> Short exercise:
Copy out the stretch from the line containing "Practice step: locate the black track" through the end of the records, with the request lines unchanged and every x and y coordinate in the answers shifted up by 8.

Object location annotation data
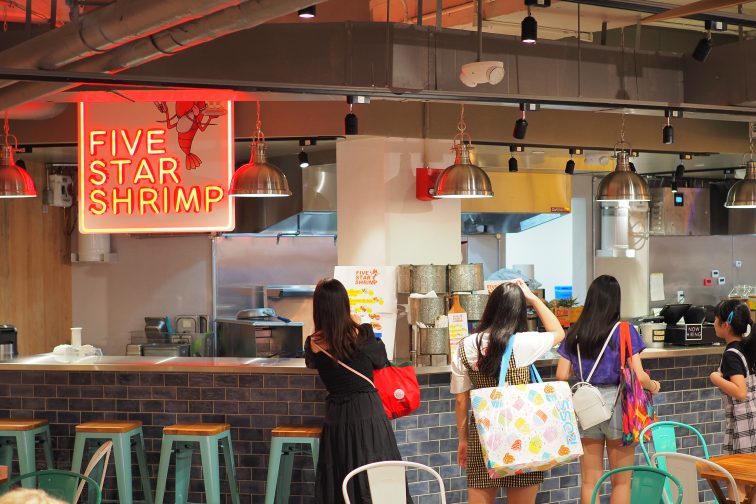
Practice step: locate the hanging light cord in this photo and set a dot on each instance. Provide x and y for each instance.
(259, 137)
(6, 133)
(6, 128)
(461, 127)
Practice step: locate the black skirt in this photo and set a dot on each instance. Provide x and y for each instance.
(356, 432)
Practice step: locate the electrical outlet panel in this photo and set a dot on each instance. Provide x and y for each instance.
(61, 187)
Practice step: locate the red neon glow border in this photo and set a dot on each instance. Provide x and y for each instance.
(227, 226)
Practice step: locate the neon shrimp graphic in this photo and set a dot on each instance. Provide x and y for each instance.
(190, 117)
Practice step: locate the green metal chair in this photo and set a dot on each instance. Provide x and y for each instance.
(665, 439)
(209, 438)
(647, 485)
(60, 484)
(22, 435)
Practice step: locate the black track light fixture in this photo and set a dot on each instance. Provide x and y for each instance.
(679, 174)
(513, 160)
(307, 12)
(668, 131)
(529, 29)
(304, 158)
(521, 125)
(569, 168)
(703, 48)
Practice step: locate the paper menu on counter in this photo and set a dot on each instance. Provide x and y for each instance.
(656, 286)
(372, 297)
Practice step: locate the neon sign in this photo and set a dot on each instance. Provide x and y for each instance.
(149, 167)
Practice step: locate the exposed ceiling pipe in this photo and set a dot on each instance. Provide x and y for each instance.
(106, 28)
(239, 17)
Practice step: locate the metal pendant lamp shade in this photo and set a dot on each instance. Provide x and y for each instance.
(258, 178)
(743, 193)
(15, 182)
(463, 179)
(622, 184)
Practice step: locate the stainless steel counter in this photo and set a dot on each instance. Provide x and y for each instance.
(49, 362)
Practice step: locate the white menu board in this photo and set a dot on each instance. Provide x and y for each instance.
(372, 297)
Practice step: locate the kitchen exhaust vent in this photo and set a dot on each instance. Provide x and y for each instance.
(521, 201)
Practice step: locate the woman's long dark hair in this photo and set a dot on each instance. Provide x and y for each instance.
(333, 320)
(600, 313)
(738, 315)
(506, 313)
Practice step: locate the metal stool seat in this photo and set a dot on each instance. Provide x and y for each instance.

> Result for this exercise:
Practice step: locate the black track light fixture in this photo and set a dot on each instance. Provide x and y for each instance.
(687, 182)
(521, 168)
(315, 20)
(676, 139)
(537, 37)
(312, 166)
(529, 133)
(577, 176)
(711, 56)
Practice step: locate the paper menu on counter in this photo and set a dot on each instance. Provide x and y for each instance.
(664, 294)
(380, 305)
Practice step: locate the neon sign in this photo and set a dot on each instance. Provide x and y for each instance.
(157, 175)
Practice step: locate the exposed ceiling pipe in this photo and set a dot on each instance. Provide x and y for each instance.
(114, 36)
(247, 25)
Practice step: locate the metal pendant lamp shade in this photo and set a dot on each instance. Provide x and y for each instance.
(266, 186)
(751, 201)
(23, 190)
(471, 187)
(630, 192)
Practice step: locate the stainless steel counter in this photo and set a dot on each instance. Provide x and y for each instance.
(57, 370)
Practice step: locate the white menu board in this photo and set a dot on each instance. Provide x and y for each instance.
(380, 305)
Practice step: locate the kitchen exhaust vent in this photo and set a dot on each instance. Provide x and y for each instance.
(529, 209)
Practice step: locate the woman's long dark hair in this photo and set a dot on each instance. Provide x and y for each instance.
(341, 328)
(608, 321)
(746, 323)
(514, 321)
Practice step: locate the metal stool seat in this photo and set a dot on each instance. Provide x and y for each instance.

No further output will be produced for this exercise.